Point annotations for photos
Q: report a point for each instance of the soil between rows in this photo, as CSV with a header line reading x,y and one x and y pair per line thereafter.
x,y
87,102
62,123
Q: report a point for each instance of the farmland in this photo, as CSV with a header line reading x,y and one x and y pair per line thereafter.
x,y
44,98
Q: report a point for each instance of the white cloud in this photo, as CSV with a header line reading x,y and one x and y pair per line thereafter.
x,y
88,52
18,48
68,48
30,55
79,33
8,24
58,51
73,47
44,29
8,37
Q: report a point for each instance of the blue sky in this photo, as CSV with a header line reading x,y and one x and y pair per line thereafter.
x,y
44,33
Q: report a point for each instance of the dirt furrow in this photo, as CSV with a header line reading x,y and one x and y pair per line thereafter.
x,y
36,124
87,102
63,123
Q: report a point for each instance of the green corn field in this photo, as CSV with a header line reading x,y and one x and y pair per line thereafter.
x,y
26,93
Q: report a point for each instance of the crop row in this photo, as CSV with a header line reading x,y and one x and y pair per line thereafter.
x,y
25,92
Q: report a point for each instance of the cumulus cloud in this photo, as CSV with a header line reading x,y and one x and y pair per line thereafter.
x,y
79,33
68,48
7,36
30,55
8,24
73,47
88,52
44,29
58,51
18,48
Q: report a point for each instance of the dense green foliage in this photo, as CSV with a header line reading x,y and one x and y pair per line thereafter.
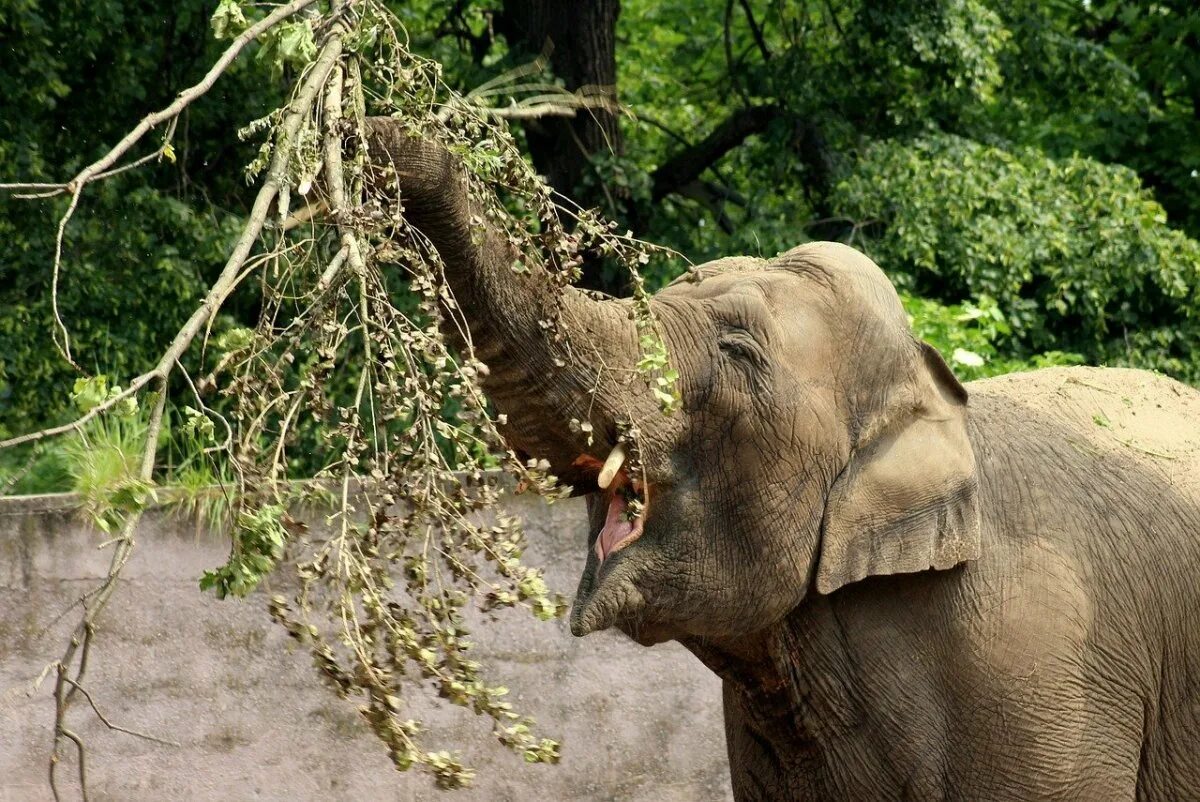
x,y
1026,172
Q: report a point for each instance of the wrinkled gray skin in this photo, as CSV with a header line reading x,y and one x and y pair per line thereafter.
x,y
907,593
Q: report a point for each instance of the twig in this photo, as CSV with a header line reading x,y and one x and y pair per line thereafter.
x,y
118,728
81,639
76,185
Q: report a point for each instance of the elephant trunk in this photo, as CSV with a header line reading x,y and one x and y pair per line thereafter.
x,y
538,379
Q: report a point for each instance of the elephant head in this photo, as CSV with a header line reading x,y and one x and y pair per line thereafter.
x,y
819,442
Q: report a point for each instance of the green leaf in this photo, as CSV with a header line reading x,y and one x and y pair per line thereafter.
x,y
227,22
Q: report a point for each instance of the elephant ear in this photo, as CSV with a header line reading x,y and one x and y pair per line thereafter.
x,y
907,501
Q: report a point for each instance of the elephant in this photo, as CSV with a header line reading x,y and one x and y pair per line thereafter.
x,y
910,587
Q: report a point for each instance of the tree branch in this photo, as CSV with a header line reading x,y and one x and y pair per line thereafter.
x,y
688,165
756,30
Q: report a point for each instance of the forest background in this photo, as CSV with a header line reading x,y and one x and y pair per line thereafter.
x,y
1025,172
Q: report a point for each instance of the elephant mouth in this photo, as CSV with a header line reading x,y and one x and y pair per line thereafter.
x,y
624,518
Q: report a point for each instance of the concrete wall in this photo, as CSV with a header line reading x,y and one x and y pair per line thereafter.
x,y
255,723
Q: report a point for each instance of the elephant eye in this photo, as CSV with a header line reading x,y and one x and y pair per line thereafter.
x,y
742,346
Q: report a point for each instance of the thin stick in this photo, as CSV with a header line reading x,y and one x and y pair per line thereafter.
x,y
76,185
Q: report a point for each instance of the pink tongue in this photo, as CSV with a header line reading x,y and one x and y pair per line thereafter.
x,y
616,527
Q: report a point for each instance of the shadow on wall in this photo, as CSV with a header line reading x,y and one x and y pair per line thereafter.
x,y
253,720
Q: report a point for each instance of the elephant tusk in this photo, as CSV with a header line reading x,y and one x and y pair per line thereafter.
x,y
611,466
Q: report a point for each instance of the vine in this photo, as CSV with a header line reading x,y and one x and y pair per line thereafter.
x,y
349,365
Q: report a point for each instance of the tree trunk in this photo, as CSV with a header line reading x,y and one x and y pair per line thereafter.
x,y
582,42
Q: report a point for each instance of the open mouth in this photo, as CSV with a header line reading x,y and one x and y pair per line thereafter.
x,y
627,506
623,521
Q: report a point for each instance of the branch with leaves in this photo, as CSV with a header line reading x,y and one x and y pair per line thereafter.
x,y
351,363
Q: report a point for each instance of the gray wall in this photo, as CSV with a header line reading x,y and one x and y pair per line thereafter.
x,y
255,723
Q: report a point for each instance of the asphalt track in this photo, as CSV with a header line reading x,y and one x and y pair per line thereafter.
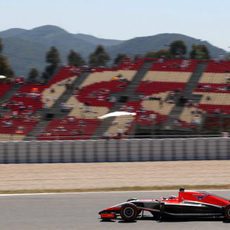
x,y
80,211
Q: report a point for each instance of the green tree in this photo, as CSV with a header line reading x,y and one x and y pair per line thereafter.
x,y
5,68
33,74
53,57
53,60
178,48
99,57
1,46
118,59
164,53
200,52
75,59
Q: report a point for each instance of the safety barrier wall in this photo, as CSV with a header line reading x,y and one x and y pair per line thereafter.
x,y
123,150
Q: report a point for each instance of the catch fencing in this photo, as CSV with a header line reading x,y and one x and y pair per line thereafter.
x,y
122,150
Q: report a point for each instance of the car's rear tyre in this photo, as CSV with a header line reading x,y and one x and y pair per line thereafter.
x,y
227,213
129,212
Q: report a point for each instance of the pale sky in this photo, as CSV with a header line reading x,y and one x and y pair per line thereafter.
x,y
123,19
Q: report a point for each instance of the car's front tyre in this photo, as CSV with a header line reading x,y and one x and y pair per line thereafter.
x,y
129,212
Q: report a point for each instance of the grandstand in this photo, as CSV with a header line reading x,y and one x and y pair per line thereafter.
x,y
179,95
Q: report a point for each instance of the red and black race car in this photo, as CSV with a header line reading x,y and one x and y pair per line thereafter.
x,y
188,204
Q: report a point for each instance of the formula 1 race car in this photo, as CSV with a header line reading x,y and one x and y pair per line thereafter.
x,y
187,205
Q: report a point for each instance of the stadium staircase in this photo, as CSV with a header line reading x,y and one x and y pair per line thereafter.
x,y
55,110
10,93
128,93
187,93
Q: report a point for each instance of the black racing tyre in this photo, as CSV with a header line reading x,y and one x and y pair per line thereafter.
x,y
129,212
156,215
227,213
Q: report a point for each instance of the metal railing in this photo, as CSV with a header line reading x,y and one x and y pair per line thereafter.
x,y
121,150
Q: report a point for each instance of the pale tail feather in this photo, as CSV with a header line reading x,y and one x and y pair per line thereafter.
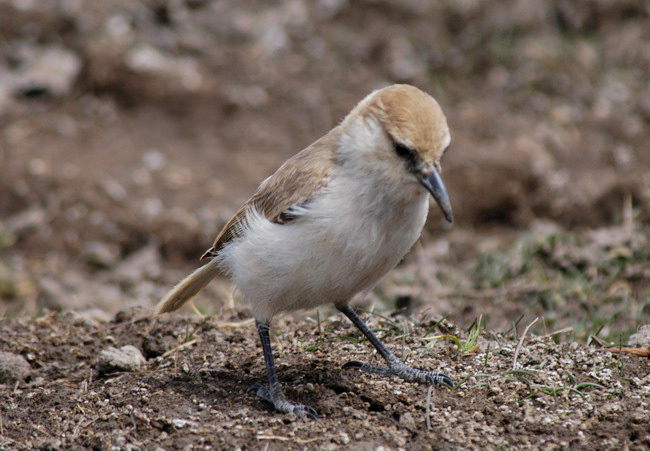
x,y
188,287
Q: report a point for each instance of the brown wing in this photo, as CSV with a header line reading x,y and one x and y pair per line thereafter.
x,y
294,183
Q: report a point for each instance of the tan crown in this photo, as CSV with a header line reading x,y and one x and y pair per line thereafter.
x,y
411,117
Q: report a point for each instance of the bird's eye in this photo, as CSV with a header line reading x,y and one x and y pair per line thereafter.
x,y
402,150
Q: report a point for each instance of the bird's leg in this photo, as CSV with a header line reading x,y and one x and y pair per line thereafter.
x,y
274,393
395,367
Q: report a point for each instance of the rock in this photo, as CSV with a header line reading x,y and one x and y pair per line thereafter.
x,y
13,368
127,358
407,421
641,339
50,69
101,255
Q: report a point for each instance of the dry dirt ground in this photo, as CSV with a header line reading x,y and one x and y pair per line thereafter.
x,y
193,391
131,131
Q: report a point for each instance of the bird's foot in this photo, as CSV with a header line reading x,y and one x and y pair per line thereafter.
x,y
398,369
276,397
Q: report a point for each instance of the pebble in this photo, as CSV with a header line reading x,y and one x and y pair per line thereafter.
x,y
13,368
641,338
126,358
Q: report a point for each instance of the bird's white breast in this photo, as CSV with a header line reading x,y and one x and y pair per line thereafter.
x,y
348,238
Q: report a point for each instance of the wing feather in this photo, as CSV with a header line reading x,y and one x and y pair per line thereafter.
x,y
295,183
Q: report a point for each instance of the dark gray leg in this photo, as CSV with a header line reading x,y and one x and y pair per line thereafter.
x,y
274,393
395,367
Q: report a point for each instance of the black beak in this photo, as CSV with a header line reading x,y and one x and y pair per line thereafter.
x,y
436,187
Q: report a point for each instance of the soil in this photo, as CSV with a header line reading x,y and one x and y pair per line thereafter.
x,y
194,389
131,131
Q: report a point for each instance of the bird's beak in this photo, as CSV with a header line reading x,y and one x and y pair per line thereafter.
x,y
436,187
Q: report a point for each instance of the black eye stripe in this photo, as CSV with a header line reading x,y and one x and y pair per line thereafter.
x,y
402,150
407,154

Stated goal: Transcribe, word for word, every line from the one containing "Q: report a point for each instance of the wing" through the final line of the entries, and nothing else.

Expected answer:
Q: report a point for each instance of the wing feather in this photo, as CSV with a header line reading x,y and one x and y pair per line thereafter.
x,y
295,183
Q: report a point for each instance of the dark gray leg in this photo, as CSV with a header line reading x,y and one x and y pair per line thereafter.
x,y
274,393
395,367
Q: report a point for each instance of the black beak in this photo, as CSV with a header line reading x,y and one x and y pair per line thereafter.
x,y
436,187
Q: report a point for each instance of the soil in this photo, as CSV with a header line reading x,y and one x and y pair per line thereafter.
x,y
194,389
131,131
Q: report a point for each instance of the bird's beak in this photo, as CSV with a header line reading x,y and one x and y pair per line thereafter.
x,y
436,187
Q: report a point for each instance of the black eye stripe in this photo, as CSV with a header line reading x,y and one x and y pair per line thereafter.
x,y
402,150
407,154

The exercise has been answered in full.